#### [Brano fornito]
/---

Hai scritto diversi libri sulla Pallapugno, quest’ultimo segue il filone dei precedenti o hai affrontato argomenti diversi?

Cento anni di sfide Tricolori è un libro molto diverso dai precedenti dove ho raccontato il percorso tecnico e agonistico del gioco e dei suoi campioni. In questa mia ultima fatica storico-sportiva ho voluto narrare come il gioco abbia rappresentato prima l’identità della nobiltà rinascimentale, poi di come sia stato icona di una civiltà, quella contadina del Piemonte meridionale e della Liguria di Ponente, quindi non solo uno sport ma un movimento che ha influenzato ed è stato influenzato sia da aspetti sociali sia culturali nelle varie epoche che ha attraversato.

In particolare ci puoi dire quali argomenti ai trattato?

Dopo i capitoli in cui descrivo l’etnografia del gioco, la gloria e la decadenza del bracciale piemontese e toscano, la passione per la scommessa da parte dei giocatori e del pubblico, mi soffermo sulla pallapugno pratica nelle comunità italiane all’estero a fine Ottocento, nelle quali il gioco rappresentava il legame con la terra d’origine; ho evidenziato la passione del clero verso la pallapugno, la narrazione sia di scrittori, da De Amicis a Fenoglio sino a giungere ad Alessandro Baricco, sia di una ricca testimonianza iconografica opera di illustri pittori che hanno trovato nella suggestione del gioco fonte d’ispirazione. Infine i contributi dei giocatori di bracciale all’Unità d’Italia e di quelli della Pallapugno durante la Prima Guerra Mondiale, sino a giungere al periodo fascista. Il libro dà inoltre spazio al movimento femminile della pallapugno che pur tra mille difficoltà è riuscito a far emergere una realtà nuova per la sferistica.

Quali sono le fonti che ti hanno permesso di affrontare questo percorso storico che hai accennato?

Il libro si basa su dati e notizie reperibili in trent’anni di ricerca dove ho consultato tutti i giornali pubblicati in Piemonte e i

 

n Liguria dal 1840 ad oggi, documenti rinvenuti in archivi di Stato e storici comunali, biblioteche nazionali a partire dal 1400. Il testo quindi attraverso una citazione precisa delle fonti e della loro reperibilità spero possa essere utilizzato anche da appassionati come me di storia sportiva o studenti universitari per eventuali tesi di laurea, che possono ulteriormente approfondire le vicende del gioco, oltre a dare un valore oggettivo al libro.

Nello sfogliare il libro mi ha colpito il numero rilevante di foto che accompagnano la narrazione, alcune delle quali penso siano rarissime.

\---

#### [Dati forniti]
/---

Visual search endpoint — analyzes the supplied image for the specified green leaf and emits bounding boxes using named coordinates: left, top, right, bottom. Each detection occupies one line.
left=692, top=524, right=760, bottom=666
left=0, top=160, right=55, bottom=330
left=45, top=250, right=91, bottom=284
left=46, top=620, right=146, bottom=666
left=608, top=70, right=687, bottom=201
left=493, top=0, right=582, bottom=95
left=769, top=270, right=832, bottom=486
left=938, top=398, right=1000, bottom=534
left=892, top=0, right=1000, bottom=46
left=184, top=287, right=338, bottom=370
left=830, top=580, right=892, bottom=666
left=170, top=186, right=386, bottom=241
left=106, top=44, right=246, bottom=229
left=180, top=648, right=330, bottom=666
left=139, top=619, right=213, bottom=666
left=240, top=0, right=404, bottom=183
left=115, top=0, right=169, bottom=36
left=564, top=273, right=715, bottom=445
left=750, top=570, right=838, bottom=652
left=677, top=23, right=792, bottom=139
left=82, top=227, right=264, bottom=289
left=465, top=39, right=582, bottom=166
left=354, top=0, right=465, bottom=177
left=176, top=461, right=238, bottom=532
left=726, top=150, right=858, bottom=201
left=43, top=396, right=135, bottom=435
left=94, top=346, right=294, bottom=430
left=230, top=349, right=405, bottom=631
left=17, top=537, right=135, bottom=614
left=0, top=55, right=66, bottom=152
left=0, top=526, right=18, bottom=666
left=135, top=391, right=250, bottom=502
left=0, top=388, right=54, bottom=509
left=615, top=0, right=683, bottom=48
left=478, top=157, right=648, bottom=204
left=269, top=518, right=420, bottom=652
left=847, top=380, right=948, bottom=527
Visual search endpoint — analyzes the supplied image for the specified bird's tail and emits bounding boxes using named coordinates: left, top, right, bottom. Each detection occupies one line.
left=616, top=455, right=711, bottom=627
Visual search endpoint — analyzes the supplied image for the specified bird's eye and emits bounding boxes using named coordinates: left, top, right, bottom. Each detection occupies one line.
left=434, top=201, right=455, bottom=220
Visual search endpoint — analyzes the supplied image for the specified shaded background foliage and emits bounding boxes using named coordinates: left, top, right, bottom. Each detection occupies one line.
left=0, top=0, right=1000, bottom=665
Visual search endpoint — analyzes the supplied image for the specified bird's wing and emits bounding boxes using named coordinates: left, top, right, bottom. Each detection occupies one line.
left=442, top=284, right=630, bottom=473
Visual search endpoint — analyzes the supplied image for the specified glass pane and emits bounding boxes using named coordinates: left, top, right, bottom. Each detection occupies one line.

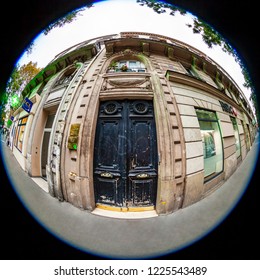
left=230, top=117, right=241, bottom=157
left=196, top=110, right=223, bottom=178
left=196, top=109, right=217, bottom=121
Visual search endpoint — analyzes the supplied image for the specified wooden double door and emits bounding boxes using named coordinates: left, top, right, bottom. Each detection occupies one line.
left=94, top=100, right=158, bottom=207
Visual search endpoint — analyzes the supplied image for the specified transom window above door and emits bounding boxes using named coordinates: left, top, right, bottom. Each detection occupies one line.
left=107, top=60, right=146, bottom=73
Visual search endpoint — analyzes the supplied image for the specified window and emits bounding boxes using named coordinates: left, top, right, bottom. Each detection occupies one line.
left=14, top=117, right=28, bottom=152
left=108, top=60, right=146, bottom=73
left=53, top=67, right=76, bottom=87
left=196, top=109, right=223, bottom=181
left=230, top=117, right=241, bottom=158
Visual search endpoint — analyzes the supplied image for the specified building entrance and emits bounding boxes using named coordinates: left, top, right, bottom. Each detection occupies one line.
left=94, top=100, right=158, bottom=208
left=41, top=114, right=55, bottom=179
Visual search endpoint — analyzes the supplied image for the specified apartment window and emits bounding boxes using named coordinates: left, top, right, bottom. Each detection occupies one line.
left=230, top=117, right=241, bottom=158
left=108, top=60, right=146, bottom=73
left=15, top=117, right=28, bottom=152
left=196, top=109, right=223, bottom=181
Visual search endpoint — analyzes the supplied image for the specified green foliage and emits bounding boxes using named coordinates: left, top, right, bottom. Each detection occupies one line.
left=136, top=0, right=186, bottom=16
left=136, top=0, right=260, bottom=123
left=1, top=61, right=41, bottom=110
left=43, top=7, right=85, bottom=35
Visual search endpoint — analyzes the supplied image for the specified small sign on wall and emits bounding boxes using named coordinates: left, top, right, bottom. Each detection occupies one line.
left=68, top=123, right=80, bottom=150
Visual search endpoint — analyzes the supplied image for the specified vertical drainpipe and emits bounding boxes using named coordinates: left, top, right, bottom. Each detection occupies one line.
left=46, top=63, right=83, bottom=201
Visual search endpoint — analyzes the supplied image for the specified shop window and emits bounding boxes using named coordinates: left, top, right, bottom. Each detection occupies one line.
left=196, top=109, right=223, bottom=181
left=230, top=117, right=241, bottom=158
left=14, top=117, right=28, bottom=152
left=108, top=60, right=146, bottom=73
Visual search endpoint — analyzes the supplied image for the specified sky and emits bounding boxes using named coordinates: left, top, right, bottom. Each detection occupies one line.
left=17, top=0, right=250, bottom=99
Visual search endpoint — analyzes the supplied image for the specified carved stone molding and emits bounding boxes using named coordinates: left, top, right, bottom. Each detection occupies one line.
left=101, top=73, right=152, bottom=91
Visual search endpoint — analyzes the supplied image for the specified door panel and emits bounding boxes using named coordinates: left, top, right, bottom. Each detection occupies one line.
left=94, top=101, right=157, bottom=207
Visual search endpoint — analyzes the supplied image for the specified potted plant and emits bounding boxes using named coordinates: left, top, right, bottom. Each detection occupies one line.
left=120, top=64, right=128, bottom=72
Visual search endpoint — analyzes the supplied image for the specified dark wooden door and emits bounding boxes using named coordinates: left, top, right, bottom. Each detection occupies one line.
left=94, top=100, right=157, bottom=207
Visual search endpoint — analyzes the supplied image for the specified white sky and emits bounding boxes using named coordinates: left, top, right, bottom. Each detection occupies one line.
left=17, top=0, right=250, bottom=98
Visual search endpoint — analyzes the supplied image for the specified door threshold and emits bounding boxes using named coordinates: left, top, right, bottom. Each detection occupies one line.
left=91, top=207, right=158, bottom=219
left=96, top=203, right=155, bottom=212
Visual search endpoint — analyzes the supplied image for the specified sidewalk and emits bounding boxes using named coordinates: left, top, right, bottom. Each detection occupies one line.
left=2, top=138, right=259, bottom=258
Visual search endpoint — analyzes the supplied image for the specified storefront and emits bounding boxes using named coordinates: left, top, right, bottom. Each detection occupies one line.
left=10, top=32, right=255, bottom=217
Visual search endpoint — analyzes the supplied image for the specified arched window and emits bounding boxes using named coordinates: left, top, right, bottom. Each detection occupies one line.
left=108, top=60, right=146, bottom=73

\---

#### [Compito assegnato 1]
Ricopia parola per parola il brano sulla pallapugno, da "Cento anni di" fino a "che ha attraversato." compreso.
#### [Compito assegnato 2]
Nell'intervista sulla pallapugno, su quanti anni di ricerca si basa il libro?
#### [Compito assegnato 3]
Prosegui l'intervista sul libro dedicato alla pallapugno dal punto in cui si ferma.

#### [Risultato 1]
Cento anni di sfide Tricolori è un libro molto diverso dai precedenti dove ho raccontato il percorso tecnico e agonistico del gioco e dei suoi campioni. In questa mia ultima fatica storico-sportiva ho voluto narrare come il gioco abbia rappresentato prima l’identità della nobiltà rinascimentale, poi di come sia stato icona di una civiltà, quella contadina del Piemonte meridionale e della Liguria di Ponente, quindi non solo uno sport ma un movimento che ha influenzato ed è stato influenzato sia da aspetti sociali sia culturali nelle varie epoche che ha attraversato.

#### [Risultato 2]
Su trent'anni di ricerca.

#### [Risultato 3]
Il libro presenta una ricchissima iconografia sia di luoghi storici in cui si giocava rappresentati da piazze, vie, sferisteri, sia di giocatori di inizio Novecento dei quali si conoscevano le gesta ma non la fisionomia. Naturalmente anche questo aspetto relativo alle foto presenti nel libro di giocatori del passato è stato possibile grazie a una lunghissima ricerca che mi ha portato a molteplici viaggi in varie città per incontrare parenti, figli, o pronipoti nella speranza che avessero ancora immagini relative a questi campioni; per quanto concerne le foto dei luoghi in cui si praticava la pallapugno, le ho reperite girovagando nei vari mercatini dove operano i collezionisti di cartoline oppure nei giornali o riviste d’epoca. Posso anche affermare che le numerose fotografie presenti nel testo diventano un ulteriore piacevole motivo di lettura. A che pubblico si rivolge Cento Anni di sfide tricolori? L’opera non è solo dedicata agli appassionati della disciplina ma si spinge anche verso lettori diversi nei quali è vivo l’interesse per la storia in tutti i suoi risvolti e alla comprensione di ambiti culturali influenzati dal movimento sportivo il quale origina sistemi comunicativi e comportamentali, valori, simboli, linguaggi corporei che divengono nel tempo patrimonio comune della gente nel quotidiano.

Oltre alla passione per lo sport della pallapugno quali sono state le motivazioni che ti hanno spinto a queste lunghe e faticose ricerche storico-sportive?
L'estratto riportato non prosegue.